(TASK TO CARRY OUT): Copy all of the data that follows without altering a word.

(AVAILABLE RECORDS):
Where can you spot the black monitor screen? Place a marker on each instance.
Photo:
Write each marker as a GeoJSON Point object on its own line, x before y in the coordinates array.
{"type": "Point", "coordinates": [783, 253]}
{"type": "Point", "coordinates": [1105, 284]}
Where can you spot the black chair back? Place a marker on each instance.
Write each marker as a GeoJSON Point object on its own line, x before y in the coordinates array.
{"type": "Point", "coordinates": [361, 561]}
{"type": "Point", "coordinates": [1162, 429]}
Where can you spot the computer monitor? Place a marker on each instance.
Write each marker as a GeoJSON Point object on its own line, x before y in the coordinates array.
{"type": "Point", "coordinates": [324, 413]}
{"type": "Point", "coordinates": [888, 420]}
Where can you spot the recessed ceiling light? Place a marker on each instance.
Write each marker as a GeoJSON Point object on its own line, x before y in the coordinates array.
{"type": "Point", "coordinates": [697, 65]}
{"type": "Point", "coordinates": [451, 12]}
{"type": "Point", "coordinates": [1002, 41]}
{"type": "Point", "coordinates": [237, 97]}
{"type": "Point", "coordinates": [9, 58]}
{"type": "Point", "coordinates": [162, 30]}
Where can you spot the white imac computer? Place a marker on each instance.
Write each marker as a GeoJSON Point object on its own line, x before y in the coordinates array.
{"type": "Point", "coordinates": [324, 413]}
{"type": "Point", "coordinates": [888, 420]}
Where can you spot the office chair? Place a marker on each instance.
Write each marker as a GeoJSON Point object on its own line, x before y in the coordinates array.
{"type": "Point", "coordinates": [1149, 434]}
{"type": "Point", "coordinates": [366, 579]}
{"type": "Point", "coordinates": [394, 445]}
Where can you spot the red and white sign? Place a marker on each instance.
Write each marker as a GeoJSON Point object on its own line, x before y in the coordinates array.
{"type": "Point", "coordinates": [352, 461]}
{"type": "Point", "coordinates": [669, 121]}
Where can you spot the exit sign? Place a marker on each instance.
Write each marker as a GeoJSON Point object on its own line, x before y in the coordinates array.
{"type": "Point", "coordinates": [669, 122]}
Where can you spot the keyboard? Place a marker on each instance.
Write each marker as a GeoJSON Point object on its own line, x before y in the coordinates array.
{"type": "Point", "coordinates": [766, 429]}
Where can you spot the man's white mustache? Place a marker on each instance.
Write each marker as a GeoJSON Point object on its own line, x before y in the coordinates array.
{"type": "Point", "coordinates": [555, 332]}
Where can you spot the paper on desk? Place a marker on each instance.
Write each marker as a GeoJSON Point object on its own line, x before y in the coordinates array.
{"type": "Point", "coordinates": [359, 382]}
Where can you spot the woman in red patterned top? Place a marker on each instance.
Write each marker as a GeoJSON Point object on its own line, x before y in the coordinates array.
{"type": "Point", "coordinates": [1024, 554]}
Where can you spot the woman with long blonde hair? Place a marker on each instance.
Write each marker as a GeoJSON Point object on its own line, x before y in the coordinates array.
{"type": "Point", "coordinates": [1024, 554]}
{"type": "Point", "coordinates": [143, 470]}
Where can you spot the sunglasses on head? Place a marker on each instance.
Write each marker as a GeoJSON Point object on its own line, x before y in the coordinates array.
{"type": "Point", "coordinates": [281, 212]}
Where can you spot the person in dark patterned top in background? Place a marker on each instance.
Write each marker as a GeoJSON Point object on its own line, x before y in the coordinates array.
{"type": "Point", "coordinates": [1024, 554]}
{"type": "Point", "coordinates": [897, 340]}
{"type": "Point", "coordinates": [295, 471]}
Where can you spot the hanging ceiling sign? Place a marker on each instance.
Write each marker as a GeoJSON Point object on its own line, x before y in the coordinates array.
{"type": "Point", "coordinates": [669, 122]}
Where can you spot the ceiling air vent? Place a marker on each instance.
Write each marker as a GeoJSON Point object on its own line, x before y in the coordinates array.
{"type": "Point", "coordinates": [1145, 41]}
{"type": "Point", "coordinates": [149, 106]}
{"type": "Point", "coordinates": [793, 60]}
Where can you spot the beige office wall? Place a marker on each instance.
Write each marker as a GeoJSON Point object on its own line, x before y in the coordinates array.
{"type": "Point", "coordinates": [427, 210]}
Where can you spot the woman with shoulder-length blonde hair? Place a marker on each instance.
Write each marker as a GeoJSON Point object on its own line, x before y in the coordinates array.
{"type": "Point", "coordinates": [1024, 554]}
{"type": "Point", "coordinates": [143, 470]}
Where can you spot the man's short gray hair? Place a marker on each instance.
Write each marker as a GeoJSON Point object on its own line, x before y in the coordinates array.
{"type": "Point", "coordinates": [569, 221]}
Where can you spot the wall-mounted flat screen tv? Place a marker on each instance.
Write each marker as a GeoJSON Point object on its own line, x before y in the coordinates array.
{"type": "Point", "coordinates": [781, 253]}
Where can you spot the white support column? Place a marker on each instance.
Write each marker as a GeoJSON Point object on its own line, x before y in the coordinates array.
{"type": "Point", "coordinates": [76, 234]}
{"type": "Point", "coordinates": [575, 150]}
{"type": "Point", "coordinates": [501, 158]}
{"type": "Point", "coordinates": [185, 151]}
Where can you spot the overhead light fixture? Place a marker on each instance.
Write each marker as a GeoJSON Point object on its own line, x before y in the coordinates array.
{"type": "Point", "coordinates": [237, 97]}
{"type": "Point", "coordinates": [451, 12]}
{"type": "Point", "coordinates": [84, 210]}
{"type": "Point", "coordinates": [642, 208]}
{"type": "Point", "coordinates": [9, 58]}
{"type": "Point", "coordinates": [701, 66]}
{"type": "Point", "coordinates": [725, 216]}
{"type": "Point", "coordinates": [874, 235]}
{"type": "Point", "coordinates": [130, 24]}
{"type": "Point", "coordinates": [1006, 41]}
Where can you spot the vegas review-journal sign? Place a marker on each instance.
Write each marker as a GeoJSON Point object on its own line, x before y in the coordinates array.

(YOUR SOLUTION):
Where can you spot the black monitor screen? Place a marker on each instance.
Photo:
Write each marker as a GeoJSON Point object on its own line, x before y in the coordinates array.
{"type": "Point", "coordinates": [783, 253]}
{"type": "Point", "coordinates": [1105, 284]}
Where can you spot the black chair back? Place a marker on each instance.
Write each marker as a GeoJSON Point object on its own line, x before y in the coordinates array.
{"type": "Point", "coordinates": [361, 561]}
{"type": "Point", "coordinates": [1162, 429]}
Where can you spot the computer monitor? Place a marker on each instance.
Write each marker as a GeoJSON Point object on its own line, x before y in the coordinates array.
{"type": "Point", "coordinates": [324, 413]}
{"type": "Point", "coordinates": [888, 420]}
Where can you spot the recessed ceiling light? Place a marker on each instance.
Write each marker as a GeoJSON Point object on its own line, x before y in the coordinates array.
{"type": "Point", "coordinates": [697, 65]}
{"type": "Point", "coordinates": [451, 12]}
{"type": "Point", "coordinates": [1002, 41]}
{"type": "Point", "coordinates": [237, 97]}
{"type": "Point", "coordinates": [9, 58]}
{"type": "Point", "coordinates": [162, 30]}
Where can you spot the white imac computer? Place a marker on each instance.
Write each marker as a GeoJSON Point object on its own line, x before y in the coordinates array.
{"type": "Point", "coordinates": [324, 413]}
{"type": "Point", "coordinates": [888, 420]}
Where can you spot the office chair? Place a marker on each instance.
Write each marker as a GeoJSON Point object on its own line, x before y in the coordinates array.
{"type": "Point", "coordinates": [1149, 434]}
{"type": "Point", "coordinates": [366, 579]}
{"type": "Point", "coordinates": [394, 445]}
Where can you spot the red and white sign? Place a marker on each instance.
Write each marker as a GeoJSON Point object on its own line, x before y in the coordinates array.
{"type": "Point", "coordinates": [352, 461]}
{"type": "Point", "coordinates": [669, 121]}
Where can you spot the exit sign? Place a marker on each instance.
Write each marker as a GeoJSON Point object on its own line, x before y in the coordinates array.
{"type": "Point", "coordinates": [669, 122]}
Where can you spot the keyboard? Place a marker on each instance.
Write each marker as a GeoJSON Point object on its own line, x before y in the coordinates array.
{"type": "Point", "coordinates": [766, 429]}
Where can you spot the man's white mustache? Place a marker on each instance.
Write each marker as a GeoJSON Point object on its own line, x before y in the coordinates array.
{"type": "Point", "coordinates": [555, 332]}
Where can you spot the paper on desk? Place a marker on each instance.
Write each marker as a GeoJSON Point object on its own line, x before y in the coordinates array.
{"type": "Point", "coordinates": [359, 382]}
Where can you spot the woman in red patterned top? Place a marker on each instance.
Write each marker as a GeoJSON Point object on its own line, x before y in the coordinates array.
{"type": "Point", "coordinates": [1024, 554]}
Where can you spot the woman with long blonde hair? Place a marker on each instance.
Write each marker as a GeoJSON Point object on its own line, x before y in the coordinates array.
{"type": "Point", "coordinates": [1024, 554]}
{"type": "Point", "coordinates": [143, 470]}
Where can you spot the sunglasses on head? Place a marker on each instance.
Write each marker as a GeoJSON Point object on its own line, x before y in the coordinates array.
{"type": "Point", "coordinates": [281, 212]}
Where can you spot the person in dark patterned top in background? Place a marker on each instance.
Write each marker as a GeoJSON Point object on its own line, x before y in the coordinates array.
{"type": "Point", "coordinates": [1024, 554]}
{"type": "Point", "coordinates": [897, 340]}
{"type": "Point", "coordinates": [295, 471]}
Where can you spot the hanging ceiling sign? Place a marker on each instance.
Write each marker as a GeoJSON Point object on its own line, x before y in the coordinates array.
{"type": "Point", "coordinates": [669, 122]}
Where can you spot the ceiling air vent? Place a marker on each instance.
Write each marker as a GeoJSON Point object on its own line, x before y in the coordinates array.
{"type": "Point", "coordinates": [1145, 41]}
{"type": "Point", "coordinates": [149, 106]}
{"type": "Point", "coordinates": [793, 60]}
Where can you spot the beige office wall? Place a marker on each instance.
Write each marker as a GeoJSON Point object on its own line, x before y in the coordinates array.
{"type": "Point", "coordinates": [427, 210]}
Where can you spot the woman with shoulder-length blonde hair? Place a marker on each instance.
Write each marker as a GeoJSON Point object on its own line, x before y in the coordinates array.
{"type": "Point", "coordinates": [1024, 554]}
{"type": "Point", "coordinates": [143, 470]}
Where can you spot the man's short gray hair? Place a marker on each instance.
Write each marker as a GeoJSON Point object on its own line, x before y in the coordinates array.
{"type": "Point", "coordinates": [569, 221]}
Where can you spot the wall-mounted flat screen tv? Place a marker on each instance.
Write each marker as a GeoJSON Point object on its own line, x before y in the coordinates array.
{"type": "Point", "coordinates": [781, 253]}
Where can you spot the white support column? Place a marker on each instance.
Write each marker as a GeoJSON Point object on its own line, x before y in the coordinates array.
{"type": "Point", "coordinates": [76, 234]}
{"type": "Point", "coordinates": [575, 150]}
{"type": "Point", "coordinates": [501, 158]}
{"type": "Point", "coordinates": [185, 151]}
Where can you spot the overhead light fixture? Place a marker on each instance.
Write each marker as a GeoJSON Point object on its own line, x before y in the coordinates array.
{"type": "Point", "coordinates": [237, 97]}
{"type": "Point", "coordinates": [451, 12]}
{"type": "Point", "coordinates": [84, 210]}
{"type": "Point", "coordinates": [642, 208]}
{"type": "Point", "coordinates": [9, 58]}
{"type": "Point", "coordinates": [701, 66]}
{"type": "Point", "coordinates": [725, 216]}
{"type": "Point", "coordinates": [874, 235]}
{"type": "Point", "coordinates": [130, 24]}
{"type": "Point", "coordinates": [1006, 41]}
Where can you spot the vegas review-journal sign? Place a marker on each instance.
Write each marker as a GeoJSON Point object on its own line, x before y in the coordinates array.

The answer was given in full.